Questo legame non è una limitazione, ma un punto di forza. Significa che il quantum non sostituirà il classico, ma lo amplierà. “La gente non deve temere che i computer quantistici rimpiazzino quelli tradizionali” afferma Chow.
Dalla ricerca pura alla disponibilità in cloud
IBM non si limita più a costruire prototipi in laboratorio. Dal 2016 ha aperto l’accesso ai propri computer quantistici via cloud, permettendo a ricercatori, aziende e persino curiosi di eseguire circuiti quantistici reali.
Oggi, i sistemi IBM sono distribuiti in data center quantistici e anche presso clienti, come il RIKEN Institute in Giappone. Qui, il quantum viene combinato con il supercomputer Fugaku per studiare strutture molecolari. L’obiettivo è ridurre la “barriera energetica” di calcolo al punto da competere direttamente con i migliori algoritmi classici.
Strategia IBM: un ecosistema collaborativo
Secondo Chow, “costruire” non basta. Per dare valore alla tecnologia serve una comunità attiva che esplori applicazioni utili. È per questo che IBM ha creato una rete quantistica con quasi 300 membri, che include università, enti pubblici e aziende di vari settori: sanità, energia, scienze della vita e petrolchimico.
------------------------------------
### Consegna:
Rispondi a queste domande sul brano dedicato al calcolo quantistico di IBM:
(a) Da quale anno IBM permette di accedere ai propri computer quantistici via cloud?
(b) A quale supercomputer viene affiancato il quantum al RIKEN Institute?
(c) Quanti membri ha circa la rete quantistica creata da IBM?

### Voci salvate:
------------------------------------
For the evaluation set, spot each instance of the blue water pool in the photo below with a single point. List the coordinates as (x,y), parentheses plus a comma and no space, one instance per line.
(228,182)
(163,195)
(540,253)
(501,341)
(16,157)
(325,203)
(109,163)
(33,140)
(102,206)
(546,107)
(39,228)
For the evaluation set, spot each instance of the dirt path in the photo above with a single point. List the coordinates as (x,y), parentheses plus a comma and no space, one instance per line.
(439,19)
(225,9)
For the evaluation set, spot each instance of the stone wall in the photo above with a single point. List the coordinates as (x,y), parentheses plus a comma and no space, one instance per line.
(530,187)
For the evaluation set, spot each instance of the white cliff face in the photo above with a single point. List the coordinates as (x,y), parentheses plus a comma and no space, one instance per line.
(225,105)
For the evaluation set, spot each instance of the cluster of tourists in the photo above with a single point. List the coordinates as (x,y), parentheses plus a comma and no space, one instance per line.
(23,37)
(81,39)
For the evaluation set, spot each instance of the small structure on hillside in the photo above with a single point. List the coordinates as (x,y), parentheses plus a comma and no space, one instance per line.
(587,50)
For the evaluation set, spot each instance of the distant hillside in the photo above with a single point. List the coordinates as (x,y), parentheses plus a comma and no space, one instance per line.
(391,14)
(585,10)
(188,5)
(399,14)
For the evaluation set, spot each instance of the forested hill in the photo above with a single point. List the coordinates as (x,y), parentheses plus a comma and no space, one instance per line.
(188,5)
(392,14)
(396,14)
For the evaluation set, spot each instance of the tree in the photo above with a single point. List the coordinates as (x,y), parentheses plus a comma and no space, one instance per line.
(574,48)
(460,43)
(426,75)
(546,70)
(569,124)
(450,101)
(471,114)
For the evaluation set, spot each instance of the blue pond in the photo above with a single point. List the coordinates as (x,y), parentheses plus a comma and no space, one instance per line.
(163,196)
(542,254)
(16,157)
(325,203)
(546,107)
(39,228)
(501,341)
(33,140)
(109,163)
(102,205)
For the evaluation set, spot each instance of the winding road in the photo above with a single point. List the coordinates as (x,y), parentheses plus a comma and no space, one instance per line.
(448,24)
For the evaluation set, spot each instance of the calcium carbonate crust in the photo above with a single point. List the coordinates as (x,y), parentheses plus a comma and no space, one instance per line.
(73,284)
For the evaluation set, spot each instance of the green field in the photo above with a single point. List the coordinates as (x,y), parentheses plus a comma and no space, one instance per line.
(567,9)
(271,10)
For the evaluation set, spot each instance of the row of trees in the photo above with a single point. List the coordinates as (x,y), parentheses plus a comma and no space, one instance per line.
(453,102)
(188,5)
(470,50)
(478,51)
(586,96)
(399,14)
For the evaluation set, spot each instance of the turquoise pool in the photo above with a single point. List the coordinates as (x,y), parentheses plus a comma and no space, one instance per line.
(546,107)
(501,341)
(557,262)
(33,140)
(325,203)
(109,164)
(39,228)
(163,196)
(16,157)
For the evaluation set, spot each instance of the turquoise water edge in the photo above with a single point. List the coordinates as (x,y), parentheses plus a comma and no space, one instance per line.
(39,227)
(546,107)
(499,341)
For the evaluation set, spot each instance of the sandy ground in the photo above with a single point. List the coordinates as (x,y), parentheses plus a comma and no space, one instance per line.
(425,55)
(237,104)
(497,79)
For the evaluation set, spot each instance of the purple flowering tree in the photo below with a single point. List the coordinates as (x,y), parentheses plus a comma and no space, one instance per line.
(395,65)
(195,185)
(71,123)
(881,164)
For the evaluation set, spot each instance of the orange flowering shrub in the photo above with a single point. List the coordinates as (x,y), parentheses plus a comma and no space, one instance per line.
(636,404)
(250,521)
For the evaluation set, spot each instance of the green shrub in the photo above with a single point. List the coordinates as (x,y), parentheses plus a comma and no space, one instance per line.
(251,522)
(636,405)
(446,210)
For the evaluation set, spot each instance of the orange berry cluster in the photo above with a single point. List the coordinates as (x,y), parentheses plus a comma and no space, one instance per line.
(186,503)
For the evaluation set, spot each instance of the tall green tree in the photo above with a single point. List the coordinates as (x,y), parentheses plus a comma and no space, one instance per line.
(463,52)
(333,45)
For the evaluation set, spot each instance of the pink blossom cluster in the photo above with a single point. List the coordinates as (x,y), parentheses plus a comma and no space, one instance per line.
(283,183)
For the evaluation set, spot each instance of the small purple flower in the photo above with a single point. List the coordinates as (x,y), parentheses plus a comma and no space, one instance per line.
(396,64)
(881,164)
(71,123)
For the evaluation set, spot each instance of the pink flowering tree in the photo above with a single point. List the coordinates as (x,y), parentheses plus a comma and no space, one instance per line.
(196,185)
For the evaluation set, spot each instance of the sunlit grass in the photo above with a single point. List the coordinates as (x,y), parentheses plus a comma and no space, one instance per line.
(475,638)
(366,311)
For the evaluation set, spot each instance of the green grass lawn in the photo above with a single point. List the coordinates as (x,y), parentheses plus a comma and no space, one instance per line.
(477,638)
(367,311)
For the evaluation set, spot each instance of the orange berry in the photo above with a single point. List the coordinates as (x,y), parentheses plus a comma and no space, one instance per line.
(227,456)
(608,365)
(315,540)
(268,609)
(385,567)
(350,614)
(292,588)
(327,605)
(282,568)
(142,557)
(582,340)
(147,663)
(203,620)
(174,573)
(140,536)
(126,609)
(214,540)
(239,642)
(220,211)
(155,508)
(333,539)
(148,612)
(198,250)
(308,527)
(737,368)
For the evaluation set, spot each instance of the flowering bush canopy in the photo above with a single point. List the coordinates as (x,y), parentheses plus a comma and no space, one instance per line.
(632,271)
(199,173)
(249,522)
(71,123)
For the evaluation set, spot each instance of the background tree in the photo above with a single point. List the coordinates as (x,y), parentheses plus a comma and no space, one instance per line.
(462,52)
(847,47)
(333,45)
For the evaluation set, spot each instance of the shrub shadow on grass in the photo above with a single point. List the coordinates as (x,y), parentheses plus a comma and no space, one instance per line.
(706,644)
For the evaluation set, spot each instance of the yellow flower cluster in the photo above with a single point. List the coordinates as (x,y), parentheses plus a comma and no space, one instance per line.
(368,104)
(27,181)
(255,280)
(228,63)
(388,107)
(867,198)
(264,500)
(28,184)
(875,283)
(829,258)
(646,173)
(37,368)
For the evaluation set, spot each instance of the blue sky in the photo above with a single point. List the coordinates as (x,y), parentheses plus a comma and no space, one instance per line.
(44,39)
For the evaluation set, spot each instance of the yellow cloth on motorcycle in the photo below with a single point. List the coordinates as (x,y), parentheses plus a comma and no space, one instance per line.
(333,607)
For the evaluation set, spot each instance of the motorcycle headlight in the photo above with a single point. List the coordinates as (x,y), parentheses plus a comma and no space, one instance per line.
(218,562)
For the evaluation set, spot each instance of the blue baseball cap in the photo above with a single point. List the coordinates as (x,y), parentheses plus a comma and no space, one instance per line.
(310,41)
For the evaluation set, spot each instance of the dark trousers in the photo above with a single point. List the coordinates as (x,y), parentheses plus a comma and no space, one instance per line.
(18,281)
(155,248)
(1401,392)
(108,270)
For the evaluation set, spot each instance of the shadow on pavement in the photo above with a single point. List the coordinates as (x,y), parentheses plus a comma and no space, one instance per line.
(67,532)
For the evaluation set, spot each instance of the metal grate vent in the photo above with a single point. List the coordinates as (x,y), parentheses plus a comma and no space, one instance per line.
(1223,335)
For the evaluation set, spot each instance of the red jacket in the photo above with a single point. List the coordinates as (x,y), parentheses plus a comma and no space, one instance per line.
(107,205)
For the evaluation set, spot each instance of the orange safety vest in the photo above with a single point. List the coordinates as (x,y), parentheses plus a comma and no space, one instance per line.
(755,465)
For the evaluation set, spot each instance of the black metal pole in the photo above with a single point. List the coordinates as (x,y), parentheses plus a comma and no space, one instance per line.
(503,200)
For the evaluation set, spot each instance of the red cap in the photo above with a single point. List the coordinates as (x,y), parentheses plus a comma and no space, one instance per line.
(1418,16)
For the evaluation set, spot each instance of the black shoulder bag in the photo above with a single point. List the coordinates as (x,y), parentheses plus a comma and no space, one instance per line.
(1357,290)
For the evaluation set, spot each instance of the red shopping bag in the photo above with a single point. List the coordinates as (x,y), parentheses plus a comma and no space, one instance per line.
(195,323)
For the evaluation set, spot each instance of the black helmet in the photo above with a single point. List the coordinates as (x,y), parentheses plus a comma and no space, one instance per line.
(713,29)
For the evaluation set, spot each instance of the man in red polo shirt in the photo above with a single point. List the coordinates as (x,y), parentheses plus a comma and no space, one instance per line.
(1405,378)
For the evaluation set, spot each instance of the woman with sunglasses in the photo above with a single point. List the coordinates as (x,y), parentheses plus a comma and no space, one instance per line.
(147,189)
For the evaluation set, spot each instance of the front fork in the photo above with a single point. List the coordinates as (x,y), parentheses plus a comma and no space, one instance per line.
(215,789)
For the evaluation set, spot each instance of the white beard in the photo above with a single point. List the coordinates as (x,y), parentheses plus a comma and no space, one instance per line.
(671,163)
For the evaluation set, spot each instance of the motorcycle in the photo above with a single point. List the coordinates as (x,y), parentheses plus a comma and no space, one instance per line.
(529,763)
------------------------------------
### Risposta:
(a) Dal 2016.
(b) Al supercomputer Fugaku.
(c) Quasi 300.